**Document excerpt**:
Rapper gets 6 years in prison for drug dealing in King County and beyond

A legally blind rapper who was profiled in an Amazon Prime documentary was sentenced Aug. 9 in U.S. District Court in Seattle to six years in prison.

Wayne Frisby aka ‘Mac Wayne,’ 37, of Snohomish County, was arrested in December 2020, for his role in a large drug trafficking ring, according to an Aug. 9 U.S. Department of Justice news release.

Investigators had numerous recorded phone calls of Frisby making drug deals and even one discussing his efforts to help a murder suspect hide from law enforcement, according to the news release.

U.S. District Judge John C. Coughenour imposed four years of supervised release to follow prison, noting “the massive size of the conspiracy and the huge quantity of drugs involved.”

U.S. Attorney Nick Brown said Frisby should do time in prison.

“Mr. Frisby gained notoriety through his drug dealing and self-promotion, but his conduct was serious and put countless lives at risk,” Brown said. “Drug trafficking is a gritty, dangerous business, and one that is ruining lives across our state. Those who make it their life are destined to spend time behind bars.”

According to records filed in the case, Frisby was one of 11 people indicted in December 2020 in connection with a drug trafficking ring distributing heroin, methamphetamine and fentanyl pills in Pierce, King, Snohomish and Lewis counties.

Extracted records
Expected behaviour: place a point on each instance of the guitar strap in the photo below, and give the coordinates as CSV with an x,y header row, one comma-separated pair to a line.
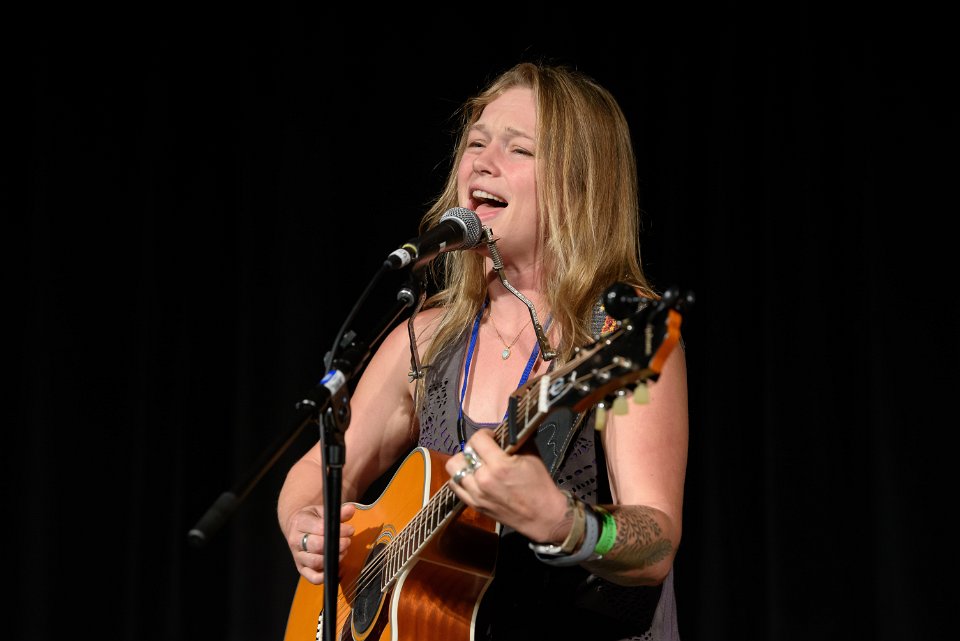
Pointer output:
x,y
558,431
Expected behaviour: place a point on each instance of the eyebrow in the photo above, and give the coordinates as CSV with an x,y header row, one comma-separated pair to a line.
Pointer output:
x,y
511,130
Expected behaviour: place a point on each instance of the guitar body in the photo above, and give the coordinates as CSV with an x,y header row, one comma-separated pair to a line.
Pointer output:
x,y
435,597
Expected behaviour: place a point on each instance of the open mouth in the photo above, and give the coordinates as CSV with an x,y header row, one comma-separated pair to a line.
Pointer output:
x,y
482,198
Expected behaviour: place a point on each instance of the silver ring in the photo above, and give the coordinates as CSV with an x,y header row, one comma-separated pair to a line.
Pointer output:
x,y
471,457
458,477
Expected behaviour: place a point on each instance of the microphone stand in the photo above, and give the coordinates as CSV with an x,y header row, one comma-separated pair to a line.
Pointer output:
x,y
326,405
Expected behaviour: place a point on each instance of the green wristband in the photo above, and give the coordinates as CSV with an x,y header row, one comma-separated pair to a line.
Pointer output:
x,y
608,532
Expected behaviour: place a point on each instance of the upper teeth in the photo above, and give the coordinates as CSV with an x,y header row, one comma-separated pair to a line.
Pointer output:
x,y
479,193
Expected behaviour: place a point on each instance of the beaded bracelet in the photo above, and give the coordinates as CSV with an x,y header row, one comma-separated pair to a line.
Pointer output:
x,y
584,553
608,532
576,530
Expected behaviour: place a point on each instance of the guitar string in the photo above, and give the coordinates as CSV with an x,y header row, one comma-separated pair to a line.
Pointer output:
x,y
445,494
434,505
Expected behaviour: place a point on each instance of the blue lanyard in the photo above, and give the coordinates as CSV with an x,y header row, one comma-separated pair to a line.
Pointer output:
x,y
461,433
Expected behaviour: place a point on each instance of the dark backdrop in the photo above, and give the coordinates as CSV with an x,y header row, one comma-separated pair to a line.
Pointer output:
x,y
202,201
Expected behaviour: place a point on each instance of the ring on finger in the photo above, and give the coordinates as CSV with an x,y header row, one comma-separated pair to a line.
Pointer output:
x,y
471,457
458,477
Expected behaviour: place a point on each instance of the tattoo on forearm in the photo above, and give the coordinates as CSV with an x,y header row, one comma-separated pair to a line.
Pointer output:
x,y
640,541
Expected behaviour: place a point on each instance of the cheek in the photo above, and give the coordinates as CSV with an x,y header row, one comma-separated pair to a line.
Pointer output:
x,y
464,172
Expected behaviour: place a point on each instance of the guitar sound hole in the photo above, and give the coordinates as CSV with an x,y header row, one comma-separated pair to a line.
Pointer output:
x,y
367,604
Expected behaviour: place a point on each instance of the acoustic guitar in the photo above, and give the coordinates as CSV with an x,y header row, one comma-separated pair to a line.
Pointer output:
x,y
420,560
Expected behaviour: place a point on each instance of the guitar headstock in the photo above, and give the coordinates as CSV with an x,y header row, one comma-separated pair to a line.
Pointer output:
x,y
612,367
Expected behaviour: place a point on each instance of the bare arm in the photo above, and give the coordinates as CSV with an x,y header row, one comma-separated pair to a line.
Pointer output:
x,y
381,430
646,452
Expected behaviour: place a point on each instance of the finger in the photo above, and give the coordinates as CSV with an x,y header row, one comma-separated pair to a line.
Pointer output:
x,y
484,446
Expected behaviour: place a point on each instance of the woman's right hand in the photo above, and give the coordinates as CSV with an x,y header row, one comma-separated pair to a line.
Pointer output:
x,y
305,537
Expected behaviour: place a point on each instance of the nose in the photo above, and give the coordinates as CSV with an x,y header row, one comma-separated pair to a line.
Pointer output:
x,y
487,161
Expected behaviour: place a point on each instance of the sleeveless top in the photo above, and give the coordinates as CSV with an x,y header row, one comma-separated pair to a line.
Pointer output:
x,y
529,599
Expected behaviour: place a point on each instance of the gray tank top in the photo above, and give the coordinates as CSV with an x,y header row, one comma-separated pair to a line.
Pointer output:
x,y
529,599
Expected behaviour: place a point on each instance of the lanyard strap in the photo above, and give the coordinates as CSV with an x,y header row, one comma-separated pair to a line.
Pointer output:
x,y
461,432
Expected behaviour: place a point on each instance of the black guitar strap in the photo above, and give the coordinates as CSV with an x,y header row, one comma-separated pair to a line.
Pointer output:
x,y
561,427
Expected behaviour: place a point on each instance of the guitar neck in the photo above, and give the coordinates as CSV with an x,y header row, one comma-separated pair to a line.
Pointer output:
x,y
445,504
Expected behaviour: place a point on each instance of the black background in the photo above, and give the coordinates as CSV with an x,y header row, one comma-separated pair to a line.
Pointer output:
x,y
203,198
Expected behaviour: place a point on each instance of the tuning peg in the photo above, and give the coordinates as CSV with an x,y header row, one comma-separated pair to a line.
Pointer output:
x,y
601,421
620,406
621,300
641,394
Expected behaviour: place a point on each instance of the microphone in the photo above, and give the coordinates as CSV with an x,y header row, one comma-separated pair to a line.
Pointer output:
x,y
459,228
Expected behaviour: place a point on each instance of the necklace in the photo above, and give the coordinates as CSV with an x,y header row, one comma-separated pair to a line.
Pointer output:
x,y
505,354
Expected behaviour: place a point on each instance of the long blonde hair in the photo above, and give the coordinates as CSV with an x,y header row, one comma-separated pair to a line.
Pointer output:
x,y
587,194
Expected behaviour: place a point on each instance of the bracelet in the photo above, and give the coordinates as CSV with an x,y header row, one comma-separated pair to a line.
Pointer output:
x,y
608,532
585,553
579,525
576,530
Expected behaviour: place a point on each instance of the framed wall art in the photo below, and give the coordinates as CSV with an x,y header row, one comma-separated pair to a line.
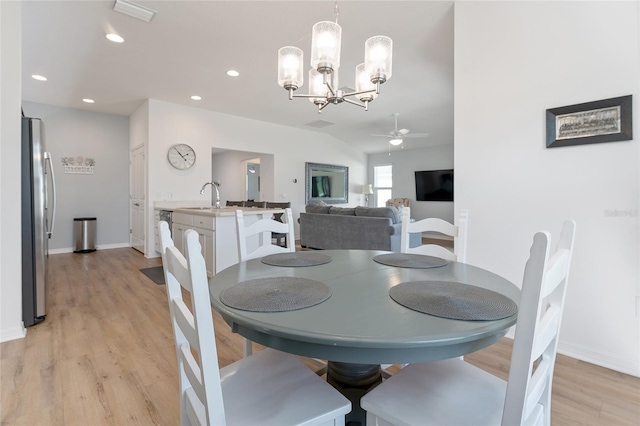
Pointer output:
x,y
608,120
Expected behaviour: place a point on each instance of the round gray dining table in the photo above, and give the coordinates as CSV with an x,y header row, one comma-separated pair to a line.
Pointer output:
x,y
360,326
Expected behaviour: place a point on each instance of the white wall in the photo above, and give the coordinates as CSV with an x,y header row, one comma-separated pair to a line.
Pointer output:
x,y
513,60
407,161
228,167
171,123
11,326
104,195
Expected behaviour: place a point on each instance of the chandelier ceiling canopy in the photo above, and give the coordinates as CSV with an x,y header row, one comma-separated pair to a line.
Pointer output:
x,y
325,62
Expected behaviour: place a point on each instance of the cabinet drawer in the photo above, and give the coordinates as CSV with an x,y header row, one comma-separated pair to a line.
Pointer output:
x,y
206,222
182,218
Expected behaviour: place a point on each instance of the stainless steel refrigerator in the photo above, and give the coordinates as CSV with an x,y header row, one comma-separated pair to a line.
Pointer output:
x,y
38,215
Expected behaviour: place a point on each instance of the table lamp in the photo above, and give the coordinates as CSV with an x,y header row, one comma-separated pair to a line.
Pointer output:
x,y
366,191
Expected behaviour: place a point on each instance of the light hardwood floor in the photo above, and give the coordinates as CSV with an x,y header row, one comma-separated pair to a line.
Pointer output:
x,y
105,356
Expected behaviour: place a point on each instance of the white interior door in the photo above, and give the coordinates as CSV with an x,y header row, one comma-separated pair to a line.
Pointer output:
x,y
137,200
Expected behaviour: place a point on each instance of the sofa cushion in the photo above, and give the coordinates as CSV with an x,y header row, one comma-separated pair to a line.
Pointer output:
x,y
315,208
390,212
345,211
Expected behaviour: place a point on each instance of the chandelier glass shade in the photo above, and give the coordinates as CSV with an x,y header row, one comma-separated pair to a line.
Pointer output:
x,y
325,62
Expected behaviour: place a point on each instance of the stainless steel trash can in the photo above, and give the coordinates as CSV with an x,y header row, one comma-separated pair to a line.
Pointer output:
x,y
84,230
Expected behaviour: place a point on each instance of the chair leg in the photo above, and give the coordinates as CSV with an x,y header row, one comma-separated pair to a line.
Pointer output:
x,y
247,347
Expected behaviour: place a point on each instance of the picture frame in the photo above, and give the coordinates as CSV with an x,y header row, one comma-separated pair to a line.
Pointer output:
x,y
607,120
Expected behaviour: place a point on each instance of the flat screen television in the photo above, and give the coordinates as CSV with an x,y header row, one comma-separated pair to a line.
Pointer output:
x,y
434,185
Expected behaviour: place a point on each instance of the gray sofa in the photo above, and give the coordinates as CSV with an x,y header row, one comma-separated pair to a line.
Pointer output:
x,y
364,228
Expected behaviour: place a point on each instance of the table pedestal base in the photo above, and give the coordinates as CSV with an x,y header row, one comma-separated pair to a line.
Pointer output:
x,y
354,381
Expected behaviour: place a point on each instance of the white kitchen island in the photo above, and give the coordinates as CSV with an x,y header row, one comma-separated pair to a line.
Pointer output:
x,y
217,231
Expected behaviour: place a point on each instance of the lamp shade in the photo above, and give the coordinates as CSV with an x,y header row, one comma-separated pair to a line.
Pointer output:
x,y
326,39
290,67
378,53
363,83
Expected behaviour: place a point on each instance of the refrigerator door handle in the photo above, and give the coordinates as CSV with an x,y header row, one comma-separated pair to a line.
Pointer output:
x,y
47,157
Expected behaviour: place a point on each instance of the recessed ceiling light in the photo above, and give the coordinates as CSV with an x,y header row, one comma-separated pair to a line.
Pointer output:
x,y
114,38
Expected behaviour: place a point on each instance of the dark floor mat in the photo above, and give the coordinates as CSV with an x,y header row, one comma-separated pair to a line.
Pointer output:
x,y
156,274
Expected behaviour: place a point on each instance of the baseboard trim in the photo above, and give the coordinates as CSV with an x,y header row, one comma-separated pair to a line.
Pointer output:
x,y
100,247
13,334
626,366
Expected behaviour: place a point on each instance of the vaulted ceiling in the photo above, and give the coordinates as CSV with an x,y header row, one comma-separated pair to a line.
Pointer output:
x,y
188,46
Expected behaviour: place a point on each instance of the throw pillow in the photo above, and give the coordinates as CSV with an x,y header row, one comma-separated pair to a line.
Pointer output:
x,y
314,208
345,211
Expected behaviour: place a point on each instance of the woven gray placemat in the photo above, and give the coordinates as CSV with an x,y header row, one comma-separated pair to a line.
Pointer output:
x,y
275,294
296,259
409,260
453,300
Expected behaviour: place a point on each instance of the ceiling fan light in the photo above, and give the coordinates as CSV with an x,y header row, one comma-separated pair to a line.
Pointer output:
x,y
363,84
378,55
326,38
290,67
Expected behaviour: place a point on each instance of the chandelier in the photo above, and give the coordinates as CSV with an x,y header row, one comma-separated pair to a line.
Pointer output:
x,y
325,62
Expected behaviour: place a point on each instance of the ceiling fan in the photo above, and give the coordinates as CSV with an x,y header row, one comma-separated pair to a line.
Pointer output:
x,y
396,136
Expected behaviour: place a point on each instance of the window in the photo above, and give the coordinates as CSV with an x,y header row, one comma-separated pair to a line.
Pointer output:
x,y
382,183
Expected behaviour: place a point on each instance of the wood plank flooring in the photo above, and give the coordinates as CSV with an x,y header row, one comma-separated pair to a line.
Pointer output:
x,y
105,356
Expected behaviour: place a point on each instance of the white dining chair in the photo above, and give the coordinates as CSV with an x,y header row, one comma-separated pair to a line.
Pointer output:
x,y
268,388
433,224
454,392
261,231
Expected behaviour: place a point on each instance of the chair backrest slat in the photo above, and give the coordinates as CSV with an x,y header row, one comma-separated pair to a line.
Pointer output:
x,y
432,224
200,387
184,320
547,330
536,387
539,318
557,271
192,371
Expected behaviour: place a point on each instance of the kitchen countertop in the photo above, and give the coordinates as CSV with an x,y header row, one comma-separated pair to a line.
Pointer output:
x,y
225,211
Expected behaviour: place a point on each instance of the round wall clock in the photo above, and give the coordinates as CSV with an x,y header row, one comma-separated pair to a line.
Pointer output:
x,y
181,156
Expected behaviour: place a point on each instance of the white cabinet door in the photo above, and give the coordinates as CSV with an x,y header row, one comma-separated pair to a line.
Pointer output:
x,y
177,232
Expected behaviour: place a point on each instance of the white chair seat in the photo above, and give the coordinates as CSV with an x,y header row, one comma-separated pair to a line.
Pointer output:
x,y
255,390
428,388
269,388
453,392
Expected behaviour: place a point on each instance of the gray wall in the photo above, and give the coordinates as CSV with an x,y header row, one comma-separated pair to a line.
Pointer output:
x,y
104,194
405,162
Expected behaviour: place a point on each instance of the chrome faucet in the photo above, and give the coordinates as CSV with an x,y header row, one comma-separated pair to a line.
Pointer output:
x,y
215,185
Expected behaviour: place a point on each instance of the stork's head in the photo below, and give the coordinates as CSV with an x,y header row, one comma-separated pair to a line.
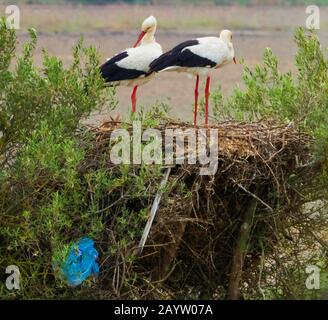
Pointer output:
x,y
148,27
226,36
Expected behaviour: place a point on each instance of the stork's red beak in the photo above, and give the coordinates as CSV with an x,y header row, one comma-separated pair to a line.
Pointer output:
x,y
142,34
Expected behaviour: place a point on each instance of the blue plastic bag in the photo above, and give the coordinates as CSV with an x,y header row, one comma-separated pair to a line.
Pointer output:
x,y
81,262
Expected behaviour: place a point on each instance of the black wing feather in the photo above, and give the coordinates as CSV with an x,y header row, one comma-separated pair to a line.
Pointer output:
x,y
111,72
180,57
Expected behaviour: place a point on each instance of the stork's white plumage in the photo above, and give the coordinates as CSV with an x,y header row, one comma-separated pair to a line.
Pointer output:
x,y
198,57
131,67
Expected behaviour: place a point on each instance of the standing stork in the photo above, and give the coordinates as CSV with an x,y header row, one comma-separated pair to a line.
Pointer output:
x,y
131,67
198,57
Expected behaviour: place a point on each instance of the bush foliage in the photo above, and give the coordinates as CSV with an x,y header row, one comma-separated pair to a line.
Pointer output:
x,y
45,200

**Required work**: From the article on the rapper's drug-dealing sentence above, quote the passage starting with "Wayne Frisby aka" and going on through "time in prison.".

**Reply**:
Wayne Frisby aka ‘Mac Wayne,’ 37, of Snohomish County, was arrested in December 2020, for his role in a large drug trafficking ring, according to an Aug. 9 U.S. Department of Justice news release.

Investigators had numerous recorded phone calls of Frisby making drug deals and even one discussing his efforts to help a murder suspect hide from law enforcement, according to the news release.

U.S. District Judge John C. Coughenour imposed four years of supervised release to follow prison, noting “the massive size of the conspiracy and the huge quantity of drugs involved.”

U.S. Attorney Nick Brown said Frisby should do time in prison.